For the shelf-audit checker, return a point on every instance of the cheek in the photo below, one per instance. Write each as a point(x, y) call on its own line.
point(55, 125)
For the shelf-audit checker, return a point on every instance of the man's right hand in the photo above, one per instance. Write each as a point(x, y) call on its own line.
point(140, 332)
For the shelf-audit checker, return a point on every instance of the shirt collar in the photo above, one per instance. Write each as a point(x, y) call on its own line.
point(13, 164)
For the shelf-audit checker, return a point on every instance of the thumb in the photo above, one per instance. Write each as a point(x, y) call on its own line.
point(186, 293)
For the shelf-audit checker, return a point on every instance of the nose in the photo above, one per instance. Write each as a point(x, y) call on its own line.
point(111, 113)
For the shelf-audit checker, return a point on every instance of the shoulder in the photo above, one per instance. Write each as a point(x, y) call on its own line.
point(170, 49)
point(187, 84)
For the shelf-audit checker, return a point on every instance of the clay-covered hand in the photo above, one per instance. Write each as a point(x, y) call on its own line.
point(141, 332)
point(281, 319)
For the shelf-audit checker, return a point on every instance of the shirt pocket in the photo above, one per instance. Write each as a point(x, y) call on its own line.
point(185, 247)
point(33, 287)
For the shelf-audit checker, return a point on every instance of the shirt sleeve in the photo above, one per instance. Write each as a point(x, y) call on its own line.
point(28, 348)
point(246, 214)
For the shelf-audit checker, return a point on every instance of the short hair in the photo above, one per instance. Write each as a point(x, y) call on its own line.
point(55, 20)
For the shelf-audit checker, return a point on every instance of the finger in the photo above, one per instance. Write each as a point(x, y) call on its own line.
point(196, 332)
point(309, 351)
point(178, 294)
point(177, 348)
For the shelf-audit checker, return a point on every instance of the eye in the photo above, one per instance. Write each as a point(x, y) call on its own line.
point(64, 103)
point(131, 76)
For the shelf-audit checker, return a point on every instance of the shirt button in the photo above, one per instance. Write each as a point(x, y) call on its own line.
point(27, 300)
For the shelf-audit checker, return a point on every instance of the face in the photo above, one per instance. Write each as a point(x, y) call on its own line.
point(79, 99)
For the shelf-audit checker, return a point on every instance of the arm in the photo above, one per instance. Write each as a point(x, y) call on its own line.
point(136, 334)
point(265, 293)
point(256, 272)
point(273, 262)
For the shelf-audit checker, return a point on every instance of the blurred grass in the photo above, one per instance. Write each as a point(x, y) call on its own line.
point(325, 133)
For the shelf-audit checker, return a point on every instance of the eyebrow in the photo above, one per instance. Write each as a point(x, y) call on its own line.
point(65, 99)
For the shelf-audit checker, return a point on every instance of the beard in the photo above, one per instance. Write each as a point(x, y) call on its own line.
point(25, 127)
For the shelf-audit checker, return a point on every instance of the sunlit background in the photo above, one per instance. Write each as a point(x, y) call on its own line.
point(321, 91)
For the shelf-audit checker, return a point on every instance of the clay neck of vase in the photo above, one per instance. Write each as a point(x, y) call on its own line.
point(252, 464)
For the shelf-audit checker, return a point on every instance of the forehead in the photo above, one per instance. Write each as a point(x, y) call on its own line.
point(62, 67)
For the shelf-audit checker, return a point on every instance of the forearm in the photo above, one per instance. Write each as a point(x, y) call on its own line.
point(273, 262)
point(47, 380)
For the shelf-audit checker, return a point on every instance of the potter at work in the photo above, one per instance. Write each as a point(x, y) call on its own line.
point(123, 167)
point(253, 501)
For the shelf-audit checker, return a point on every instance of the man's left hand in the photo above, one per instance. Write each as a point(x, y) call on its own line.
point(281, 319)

- Requirements -
Write out again, with no changes, the lines starting at the one that contains "of the face" and ending at the one that contains "point(325, 133)", with both of those lines included.

- Problem solution -
For the shelf-audit checker, return a point on every instance of the face in the photo above, one per instance. Write each as a point(x, y) call on its own line.
point(79, 99)
For the shelf-audit checker, return a point on every instance of the arm in the photo above, one per instance. Write each as a point(x, y) call on its own line.
point(136, 334)
point(265, 293)
point(256, 272)
point(273, 262)
For the shelf-audit checker, return a point on every instance of the blurred grass in the photo above, one per instance. Write each as a point(x, y) call on its own line.
point(325, 133)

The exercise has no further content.